*SOURCE INFORMATION:*
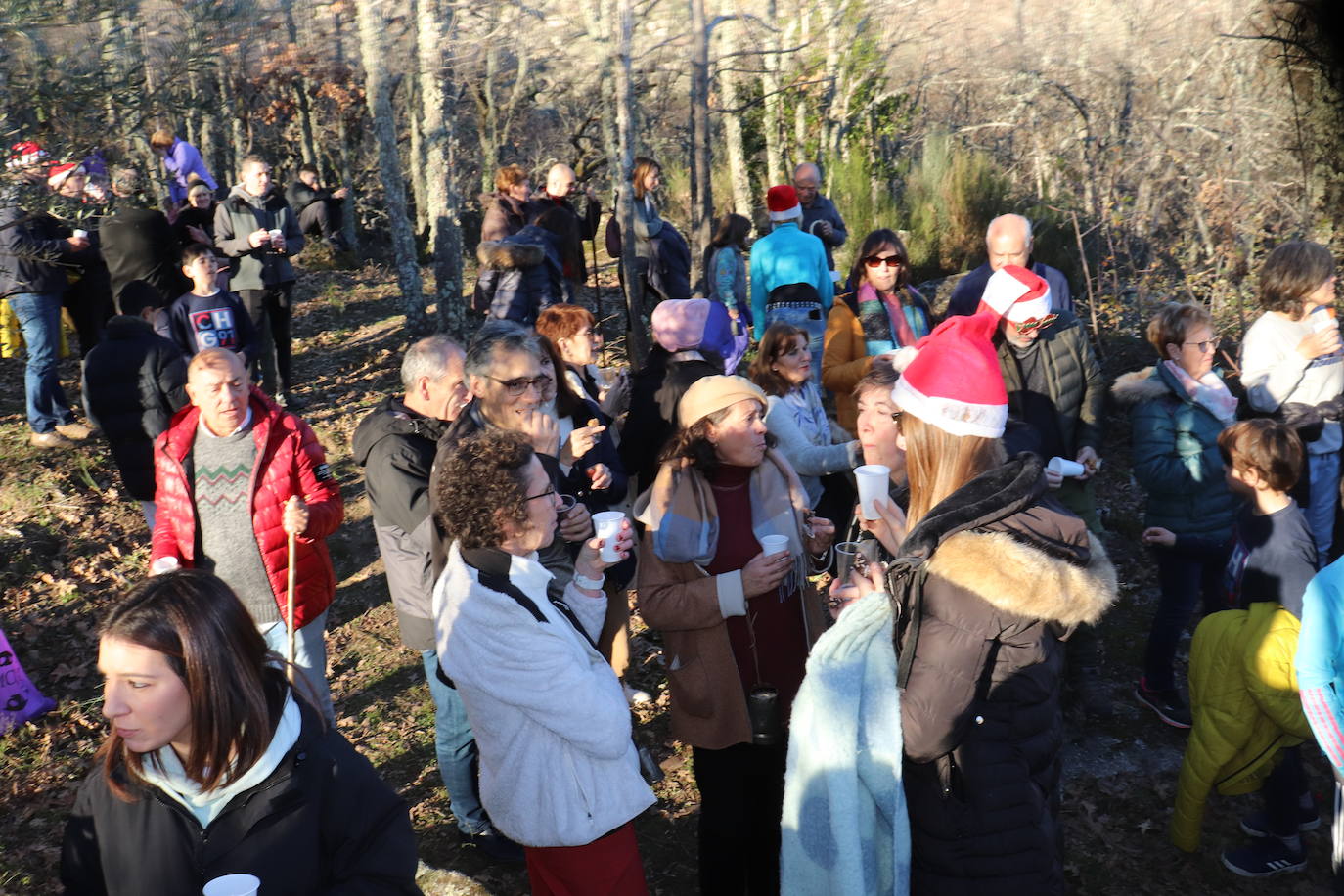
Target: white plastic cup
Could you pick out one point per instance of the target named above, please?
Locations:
(233, 885)
(873, 479)
(607, 527)
(1067, 469)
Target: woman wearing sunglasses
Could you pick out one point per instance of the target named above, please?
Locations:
(1179, 409)
(880, 315)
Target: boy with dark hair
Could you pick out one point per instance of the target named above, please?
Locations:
(133, 383)
(1243, 694)
(207, 316)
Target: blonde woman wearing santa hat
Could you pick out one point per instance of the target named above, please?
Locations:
(728, 548)
(991, 575)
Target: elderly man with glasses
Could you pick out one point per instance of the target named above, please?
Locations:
(511, 383)
(1055, 402)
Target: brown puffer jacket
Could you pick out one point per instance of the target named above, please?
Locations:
(1009, 574)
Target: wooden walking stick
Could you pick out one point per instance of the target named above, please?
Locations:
(290, 610)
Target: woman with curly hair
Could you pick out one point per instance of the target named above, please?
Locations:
(1292, 356)
(560, 771)
(215, 765)
(737, 621)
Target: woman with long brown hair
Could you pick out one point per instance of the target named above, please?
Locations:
(879, 313)
(989, 576)
(215, 765)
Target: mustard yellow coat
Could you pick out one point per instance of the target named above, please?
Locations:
(1245, 705)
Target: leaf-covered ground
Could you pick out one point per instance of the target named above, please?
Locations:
(70, 544)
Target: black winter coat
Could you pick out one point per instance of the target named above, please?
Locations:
(133, 383)
(519, 276)
(323, 823)
(139, 244)
(1009, 574)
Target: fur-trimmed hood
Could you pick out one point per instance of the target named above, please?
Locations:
(1140, 385)
(1045, 563)
(1027, 580)
(509, 255)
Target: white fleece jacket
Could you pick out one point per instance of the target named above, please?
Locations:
(558, 766)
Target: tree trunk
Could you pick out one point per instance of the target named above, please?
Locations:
(739, 171)
(773, 112)
(639, 337)
(301, 89)
(701, 187)
(434, 36)
(378, 94)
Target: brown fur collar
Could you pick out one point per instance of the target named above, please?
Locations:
(1017, 578)
(504, 255)
(1142, 385)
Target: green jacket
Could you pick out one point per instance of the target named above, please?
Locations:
(1245, 704)
(1074, 378)
(238, 216)
(1175, 456)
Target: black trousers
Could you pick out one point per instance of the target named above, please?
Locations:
(740, 805)
(270, 315)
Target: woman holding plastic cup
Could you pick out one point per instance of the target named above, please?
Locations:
(819, 450)
(215, 765)
(737, 617)
(560, 770)
(988, 580)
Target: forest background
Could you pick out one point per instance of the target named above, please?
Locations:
(1160, 148)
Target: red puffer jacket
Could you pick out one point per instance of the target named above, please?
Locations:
(290, 461)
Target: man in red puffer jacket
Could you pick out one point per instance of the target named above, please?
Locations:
(234, 475)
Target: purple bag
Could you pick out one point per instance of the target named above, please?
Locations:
(19, 697)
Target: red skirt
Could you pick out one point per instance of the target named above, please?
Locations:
(607, 867)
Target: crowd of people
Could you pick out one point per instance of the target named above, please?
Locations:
(873, 554)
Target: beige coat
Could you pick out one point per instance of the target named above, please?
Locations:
(682, 601)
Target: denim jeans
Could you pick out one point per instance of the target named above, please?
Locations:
(807, 317)
(456, 748)
(1324, 477)
(311, 658)
(39, 319)
(1183, 576)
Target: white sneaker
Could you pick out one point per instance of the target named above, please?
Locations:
(635, 696)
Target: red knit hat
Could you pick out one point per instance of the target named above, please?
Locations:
(24, 154)
(1016, 294)
(58, 172)
(783, 203)
(955, 381)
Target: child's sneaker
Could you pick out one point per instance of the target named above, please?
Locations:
(1264, 857)
(1167, 704)
(1257, 824)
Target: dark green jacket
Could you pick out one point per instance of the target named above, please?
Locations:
(1175, 456)
(1077, 388)
(238, 216)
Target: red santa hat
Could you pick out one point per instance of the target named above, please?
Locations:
(783, 203)
(57, 173)
(24, 154)
(955, 381)
(1016, 294)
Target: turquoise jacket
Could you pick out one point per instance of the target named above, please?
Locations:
(787, 255)
(1175, 456)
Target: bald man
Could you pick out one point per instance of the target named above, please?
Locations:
(560, 186)
(234, 475)
(819, 214)
(1008, 242)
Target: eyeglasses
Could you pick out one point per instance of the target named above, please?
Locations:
(520, 384)
(1206, 345)
(1034, 324)
(890, 261)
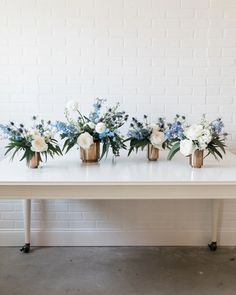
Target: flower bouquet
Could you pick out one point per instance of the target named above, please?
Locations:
(89, 131)
(198, 138)
(142, 134)
(36, 142)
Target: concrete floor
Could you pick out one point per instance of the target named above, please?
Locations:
(118, 271)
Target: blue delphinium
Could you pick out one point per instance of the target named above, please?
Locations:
(143, 133)
(39, 138)
(175, 130)
(94, 116)
(99, 126)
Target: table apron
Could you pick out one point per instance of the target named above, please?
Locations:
(109, 192)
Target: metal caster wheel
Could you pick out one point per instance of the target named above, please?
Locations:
(25, 248)
(213, 246)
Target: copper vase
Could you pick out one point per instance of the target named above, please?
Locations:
(196, 159)
(92, 154)
(153, 153)
(34, 161)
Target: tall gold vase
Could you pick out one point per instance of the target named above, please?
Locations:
(196, 159)
(153, 153)
(92, 154)
(34, 161)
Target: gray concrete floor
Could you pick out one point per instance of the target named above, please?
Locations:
(118, 271)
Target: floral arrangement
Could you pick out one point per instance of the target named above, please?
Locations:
(203, 136)
(37, 139)
(141, 134)
(96, 127)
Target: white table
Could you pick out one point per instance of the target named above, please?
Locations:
(127, 178)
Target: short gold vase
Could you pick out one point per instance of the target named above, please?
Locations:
(33, 163)
(196, 159)
(153, 153)
(92, 154)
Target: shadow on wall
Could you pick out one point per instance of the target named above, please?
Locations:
(2, 150)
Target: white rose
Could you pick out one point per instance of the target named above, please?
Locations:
(72, 106)
(157, 138)
(186, 147)
(154, 127)
(39, 145)
(194, 132)
(91, 125)
(85, 140)
(33, 133)
(100, 127)
(204, 140)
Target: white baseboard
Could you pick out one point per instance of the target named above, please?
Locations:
(112, 238)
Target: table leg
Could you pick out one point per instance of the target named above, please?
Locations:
(216, 209)
(27, 222)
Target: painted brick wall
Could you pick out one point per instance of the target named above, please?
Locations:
(155, 56)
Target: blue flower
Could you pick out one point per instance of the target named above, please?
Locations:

*WHAT IS NEEDED:* Would you copy, unchanged, the stretch of the records above that begins at the line containing "Target: turquoise jacket" and ends at the line containing "Target: eyeglasses", and only that?

*RESULT:*
Target: turquoise jacket
Could you pick out one point per instance of the target named above, please?
Locations:
(787, 255)
(1175, 456)
Target: bald man
Could you pick out one point per instance of the target named above, please?
Locations:
(560, 186)
(234, 475)
(819, 214)
(1008, 242)
Target: eyeglasses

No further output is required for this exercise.